**What this task involves:** Rewrite the records below, changing "one pixel per instance" to "a single pixel for each instance" everywhere it appears and leaving everything else as it is.

**Given records:**
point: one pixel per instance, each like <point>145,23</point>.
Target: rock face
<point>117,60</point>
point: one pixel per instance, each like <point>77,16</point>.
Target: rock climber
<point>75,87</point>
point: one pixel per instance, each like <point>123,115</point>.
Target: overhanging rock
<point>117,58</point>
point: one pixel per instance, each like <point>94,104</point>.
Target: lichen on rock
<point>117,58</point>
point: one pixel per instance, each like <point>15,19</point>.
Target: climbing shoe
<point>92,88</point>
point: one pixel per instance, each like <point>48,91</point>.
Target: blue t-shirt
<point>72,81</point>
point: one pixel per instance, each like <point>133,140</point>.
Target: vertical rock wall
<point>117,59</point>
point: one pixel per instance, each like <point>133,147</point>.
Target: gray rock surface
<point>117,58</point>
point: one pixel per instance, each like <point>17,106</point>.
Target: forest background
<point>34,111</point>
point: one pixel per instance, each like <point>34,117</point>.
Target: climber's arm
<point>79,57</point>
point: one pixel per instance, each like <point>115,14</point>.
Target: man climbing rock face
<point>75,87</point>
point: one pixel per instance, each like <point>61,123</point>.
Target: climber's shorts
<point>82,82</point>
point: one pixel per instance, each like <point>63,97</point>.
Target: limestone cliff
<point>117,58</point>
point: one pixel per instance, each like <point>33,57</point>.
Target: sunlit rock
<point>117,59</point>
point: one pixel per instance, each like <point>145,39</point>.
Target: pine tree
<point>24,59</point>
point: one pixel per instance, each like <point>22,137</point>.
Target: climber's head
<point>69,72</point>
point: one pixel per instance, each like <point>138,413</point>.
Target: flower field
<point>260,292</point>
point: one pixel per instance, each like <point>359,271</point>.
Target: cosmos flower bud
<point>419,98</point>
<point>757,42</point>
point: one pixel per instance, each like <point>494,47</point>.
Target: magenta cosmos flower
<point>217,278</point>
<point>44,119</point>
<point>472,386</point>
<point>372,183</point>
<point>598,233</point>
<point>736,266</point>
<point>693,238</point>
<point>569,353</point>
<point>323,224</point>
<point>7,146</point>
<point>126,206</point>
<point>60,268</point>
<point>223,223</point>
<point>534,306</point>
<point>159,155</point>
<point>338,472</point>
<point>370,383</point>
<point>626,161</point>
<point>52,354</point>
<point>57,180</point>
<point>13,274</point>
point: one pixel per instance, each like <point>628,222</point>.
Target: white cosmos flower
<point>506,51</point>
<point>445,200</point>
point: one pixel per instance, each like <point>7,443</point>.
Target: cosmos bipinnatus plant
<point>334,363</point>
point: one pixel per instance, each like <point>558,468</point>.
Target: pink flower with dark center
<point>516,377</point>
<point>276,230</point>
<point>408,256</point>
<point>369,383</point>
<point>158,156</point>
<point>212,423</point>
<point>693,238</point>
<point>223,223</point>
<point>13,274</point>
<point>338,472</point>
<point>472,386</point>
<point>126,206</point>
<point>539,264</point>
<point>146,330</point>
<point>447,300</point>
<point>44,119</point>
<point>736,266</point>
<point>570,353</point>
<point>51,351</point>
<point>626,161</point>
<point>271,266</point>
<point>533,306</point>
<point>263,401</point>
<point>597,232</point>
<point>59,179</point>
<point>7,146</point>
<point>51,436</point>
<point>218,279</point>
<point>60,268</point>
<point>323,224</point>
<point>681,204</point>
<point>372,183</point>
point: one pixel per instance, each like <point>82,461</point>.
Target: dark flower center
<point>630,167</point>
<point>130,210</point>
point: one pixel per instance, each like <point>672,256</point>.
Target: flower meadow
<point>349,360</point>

**Result of this exercise:**
point: a single pixel for each instance, each like <point>145,23</point>.
Target: rock face
<point>117,60</point>
point: a single pixel for each instance, each like <point>77,16</point>.
Target: rock climber
<point>75,87</point>
point: a single pixel for each instance, each like <point>123,115</point>.
Target: overhanging rock
<point>117,58</point>
point: a single pixel for each instance, each like <point>94,104</point>.
Target: lichen on rock
<point>117,58</point>
point: a single pixel for each instance, each like <point>15,19</point>.
Target: climbing shoe
<point>92,88</point>
point: a single pixel for each instance, each like <point>48,91</point>.
Target: blue t-shirt
<point>72,81</point>
point: a single pixel for each instance, each like <point>133,140</point>.
Target: vertical rock wall
<point>117,59</point>
point: a single pixel for each instance, each like <point>133,147</point>.
Target: gray rock surface
<point>117,58</point>
point: a single pixel for each instance, each like <point>17,106</point>.
Target: forest background
<point>34,111</point>
point: a single pixel for each instance, each like <point>34,117</point>.
Target: climber's arm
<point>79,57</point>
point: a single pixel for each instance, each like <point>115,14</point>.
Target: man climbing rock face
<point>75,87</point>
point: a single pixel for each instance, each like <point>61,123</point>.
Target: climber's shorts
<point>82,82</point>
point: a single pixel for each instance, each like <point>63,97</point>.
Target: limestone cliff
<point>117,58</point>
point: a single pixel for each instance, each like <point>33,57</point>.
Target: sunlit rock
<point>117,59</point>
point: a single pixel for each instance, each like <point>145,39</point>.
Target: pine tree
<point>24,59</point>
point: a single pixel for each instance, each like <point>22,137</point>.
Target: climber's head
<point>69,72</point>
point: a single pixel for each instance, each like <point>138,413</point>.
Target: flower field
<point>260,292</point>
point: a single pixel for each instance, each like <point>359,271</point>.
Target: cosmos flower bud
<point>419,98</point>
<point>757,42</point>
point: a single pixel for each instance, each like <point>494,47</point>.
Target: magenta cosmos flower
<point>217,278</point>
<point>44,119</point>
<point>472,386</point>
<point>372,183</point>
<point>598,233</point>
<point>736,266</point>
<point>693,238</point>
<point>569,353</point>
<point>323,224</point>
<point>7,146</point>
<point>126,206</point>
<point>60,268</point>
<point>223,223</point>
<point>534,306</point>
<point>159,155</point>
<point>338,472</point>
<point>370,383</point>
<point>626,161</point>
<point>52,354</point>
<point>57,180</point>
<point>13,274</point>
point: a single pixel for each instance, each like <point>628,222</point>.
Target: white cosmos flower
<point>506,51</point>
<point>445,200</point>
point: a single pixel for each instance, each like <point>7,443</point>.
Target: cosmos bipinnatus plant
<point>334,363</point>
point: a single pixel for each instance, each like <point>558,468</point>.
Target: pink flower with dark center
<point>516,377</point>
<point>276,230</point>
<point>408,256</point>
<point>369,383</point>
<point>158,156</point>
<point>212,423</point>
<point>693,238</point>
<point>223,223</point>
<point>13,274</point>
<point>338,472</point>
<point>472,386</point>
<point>126,206</point>
<point>539,264</point>
<point>146,330</point>
<point>447,300</point>
<point>44,119</point>
<point>736,266</point>
<point>570,353</point>
<point>51,351</point>
<point>626,161</point>
<point>271,266</point>
<point>533,306</point>
<point>263,401</point>
<point>597,232</point>
<point>59,179</point>
<point>7,146</point>
<point>51,436</point>
<point>218,279</point>
<point>60,268</point>
<point>323,224</point>
<point>681,204</point>
<point>372,183</point>
point: a single pixel for each instance, each like <point>82,461</point>.
Target: dark flower center
<point>630,167</point>
<point>130,210</point>
point: a single pixel for each instance, each like <point>672,256</point>.
Target: flower meadow
<point>349,360</point>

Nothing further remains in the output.